── Reading passage
The surge is particularly bad in America’s cities. For some years, the drug crisis seemed most acute among rural and small-town Americans, particularly the white, middle-aged residents of former industrial areas profiled in books like Hillbilly Elegy. But due largely to the adulteration of the drug supply with potent new synthetic opioids, the crisis is now everywhere. Between 2000 and 2010, overdose deaths rose by nearly 200 percent in rural areas, compared to about 40 percent in big cities; between 2010 and 2020, the pattern reversed, with a 70 percent increase in rural areas and a more than 150 percent increase in big cities.

To local leaders, urban and rural, the tide of drugs may feel insurmountable. Is there anything they can do to stem it? In fact, there are a number of evidence-based interventions that mayors, county executives, other local policymakers, judges and law enforcement can bring to bear on the drug crisis. As I detail in a new Manhattan Institute brief, leaders on the front lines of the crisis do not need to wait for federal action. They can take steps right now to help those most at need in their communities.

Some of these are time-tested interventions, but ones that still may not be used widely enough. Drug treatment services — long-term, medication-assisted and accepting the risk of relapse — are the cornerstone of demand reduction. But of the 40 million Americans estimated to suffer from some kind of substance-use disorder, only 4 million are receiving treatment. Local government is a major provider of treatment services, particularly in prisons and other institutions; stepping up spending can save lives. Similarly, drug courts — special courts to which offenders can be diverted, and which use both carrot and stick to help them get clean — have a track record of success, reducing enrollees’ risk of recidivism.

Other solutions are newer, but vital tools as the crisis grows. The opioid-overdose-reversing drug naloxone can be a lifesaver, and evidence supports its use, particularly as a cost-effective tool with which to equip first responders. Another approach, popular in Europe but still catching on in the United States, is tracking the presence of metabolites of drugs in municipal wastewater, which can allow effective real-time surveillance of the crisis. Many cities stood up wastewater tracking in response to the COVID-19 pandemic; with this infrastructure already in place, wastewater tracking of drugs can be as cheap as $100 to $200 for an entire community, while allowing leaders to monitor changing drug use before it shows up in ERs or morgues.

Some of the approaches I reviewed are more experimental. Much media attention, for example, has been paid to so-called “supervised consumption sites,” where people with serious drug-use problems can consume their drugs under the supervision of nurses or responders armed with overdose-reversing medicine. In my read of the evidence, it’s unclear how big an impact these sites have, given their small scale (servicing only about 5 percent of an area’s drug-use sessions per day at one site, for instance), and particularly compared to investing the same money in treatment. That said, jurisdictions thinking about setting up a supervised consumption site should carefully review the evidence and make sure to track its effects on all relevant stakeholders.

While supervised consumption sites have grabbed headlines, another more experimental approach has gotten less attention but shows a great deal of promise. “Drug market interventions” are a policing tactic that involves coordinated simultaneous takedowns of all drug dealers in a concentrated drug market of the sort that still exists in many American cities. These operations have been shown to reduce both drug crime and violent crime, with effects persisting after the end of the intervention.

The value of all of these approaches is that they are within the power of local policymakers to enact and provide. As the drug crisis continues to decimate both rural and urban America, the time to do so — the time to act — is now.

Charles Fain Lehman is a fellow at the Manhattan Institute, working primarily on its Policing and Public Safety Initiative, and a contributing editor for City Journal. He also co-hosts the podcast Institutionalized.



Governing's opinion columns reflect the views of their authors and not necessarily those of Governing's editors or management.
────
── Information
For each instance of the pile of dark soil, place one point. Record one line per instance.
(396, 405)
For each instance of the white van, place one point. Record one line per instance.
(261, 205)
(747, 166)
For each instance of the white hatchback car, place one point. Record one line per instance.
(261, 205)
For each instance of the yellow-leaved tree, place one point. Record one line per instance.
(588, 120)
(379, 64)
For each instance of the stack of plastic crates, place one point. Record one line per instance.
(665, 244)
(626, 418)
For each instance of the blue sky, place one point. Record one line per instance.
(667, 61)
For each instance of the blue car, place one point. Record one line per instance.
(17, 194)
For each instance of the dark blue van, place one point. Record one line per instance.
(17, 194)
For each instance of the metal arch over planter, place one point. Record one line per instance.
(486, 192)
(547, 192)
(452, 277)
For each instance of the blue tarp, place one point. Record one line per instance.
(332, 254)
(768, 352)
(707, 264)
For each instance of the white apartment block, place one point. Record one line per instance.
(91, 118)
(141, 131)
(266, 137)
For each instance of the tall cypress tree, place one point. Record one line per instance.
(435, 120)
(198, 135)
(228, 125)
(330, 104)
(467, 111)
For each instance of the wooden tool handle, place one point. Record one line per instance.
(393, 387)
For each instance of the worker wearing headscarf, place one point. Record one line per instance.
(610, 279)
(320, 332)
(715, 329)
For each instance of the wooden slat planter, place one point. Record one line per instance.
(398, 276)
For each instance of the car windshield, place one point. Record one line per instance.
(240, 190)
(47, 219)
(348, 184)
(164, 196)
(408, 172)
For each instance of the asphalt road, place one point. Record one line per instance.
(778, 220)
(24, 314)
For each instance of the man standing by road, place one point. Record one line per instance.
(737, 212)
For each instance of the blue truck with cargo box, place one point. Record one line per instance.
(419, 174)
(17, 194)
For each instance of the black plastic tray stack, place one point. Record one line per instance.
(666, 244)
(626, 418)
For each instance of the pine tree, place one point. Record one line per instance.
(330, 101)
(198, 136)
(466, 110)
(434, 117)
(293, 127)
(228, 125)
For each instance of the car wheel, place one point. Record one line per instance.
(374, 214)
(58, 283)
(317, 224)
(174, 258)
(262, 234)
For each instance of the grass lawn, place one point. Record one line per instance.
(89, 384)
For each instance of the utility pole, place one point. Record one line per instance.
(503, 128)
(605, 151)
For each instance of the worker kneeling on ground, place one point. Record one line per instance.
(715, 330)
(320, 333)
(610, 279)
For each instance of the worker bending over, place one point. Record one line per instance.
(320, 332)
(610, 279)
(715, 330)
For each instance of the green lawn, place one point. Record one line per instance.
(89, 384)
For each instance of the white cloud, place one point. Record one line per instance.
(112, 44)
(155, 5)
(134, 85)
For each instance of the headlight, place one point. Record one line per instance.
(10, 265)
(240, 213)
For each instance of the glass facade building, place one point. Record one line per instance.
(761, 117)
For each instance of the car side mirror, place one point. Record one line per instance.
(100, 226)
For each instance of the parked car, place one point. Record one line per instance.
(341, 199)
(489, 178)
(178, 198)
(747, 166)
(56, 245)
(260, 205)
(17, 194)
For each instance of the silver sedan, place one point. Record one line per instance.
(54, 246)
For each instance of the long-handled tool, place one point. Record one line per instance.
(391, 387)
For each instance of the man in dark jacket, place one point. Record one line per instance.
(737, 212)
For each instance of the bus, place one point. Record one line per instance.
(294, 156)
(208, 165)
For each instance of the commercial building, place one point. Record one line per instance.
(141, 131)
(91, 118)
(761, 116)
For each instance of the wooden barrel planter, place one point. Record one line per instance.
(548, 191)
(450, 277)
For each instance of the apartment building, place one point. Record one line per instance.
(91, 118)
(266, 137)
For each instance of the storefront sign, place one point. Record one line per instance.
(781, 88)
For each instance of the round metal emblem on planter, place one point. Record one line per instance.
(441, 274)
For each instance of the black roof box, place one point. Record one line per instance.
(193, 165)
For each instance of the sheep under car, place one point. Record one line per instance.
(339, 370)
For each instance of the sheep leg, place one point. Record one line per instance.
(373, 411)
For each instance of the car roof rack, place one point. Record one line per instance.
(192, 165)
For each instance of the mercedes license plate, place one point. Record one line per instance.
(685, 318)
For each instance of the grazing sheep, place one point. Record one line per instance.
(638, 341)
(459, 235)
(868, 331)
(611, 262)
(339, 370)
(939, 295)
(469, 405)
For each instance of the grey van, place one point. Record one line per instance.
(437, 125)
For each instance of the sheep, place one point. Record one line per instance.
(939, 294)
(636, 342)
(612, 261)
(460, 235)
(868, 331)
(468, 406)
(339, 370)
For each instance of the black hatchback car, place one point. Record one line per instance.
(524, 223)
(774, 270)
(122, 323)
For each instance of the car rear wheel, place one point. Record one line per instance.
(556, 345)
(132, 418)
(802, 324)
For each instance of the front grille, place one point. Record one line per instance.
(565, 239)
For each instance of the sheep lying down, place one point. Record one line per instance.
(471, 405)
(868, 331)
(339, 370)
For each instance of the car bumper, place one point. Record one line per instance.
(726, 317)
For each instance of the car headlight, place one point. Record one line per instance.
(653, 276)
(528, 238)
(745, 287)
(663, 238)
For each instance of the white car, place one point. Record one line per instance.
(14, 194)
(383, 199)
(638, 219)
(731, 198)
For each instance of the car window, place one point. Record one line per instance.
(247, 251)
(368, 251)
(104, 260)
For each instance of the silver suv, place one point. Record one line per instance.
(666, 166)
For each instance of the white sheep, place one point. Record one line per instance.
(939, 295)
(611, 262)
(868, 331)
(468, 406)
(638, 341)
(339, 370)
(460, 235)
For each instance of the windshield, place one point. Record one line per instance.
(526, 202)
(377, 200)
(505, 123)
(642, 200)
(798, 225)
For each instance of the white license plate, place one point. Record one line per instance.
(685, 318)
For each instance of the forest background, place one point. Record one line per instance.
────
◆ **Work instruction 1**
According to the article on the drug crisis, how many of the estimated 40 million Americans with a substance-use disorder are receiving treatment?
◆ **Work instruction 2**
Please quote everything in the article on the drug crisis from "The value of" down to "the podcast Institutionalized.".

◆ **Task response 1**
Only 4 million.

◆ **Task response 2**
The value of all of these approaches is that they are within the power of local policymakers to enact and provide. As the drug crisis continues to decimate both rural and urban America, the time to do so — the time to act — is now.

Charles Fain Lehman is a fellow at the Manhattan Institute, working primarily on its Policing and Public Safety Initiative, and a contributing editor for City Journal. He also co-hosts the podcast Institutionalized.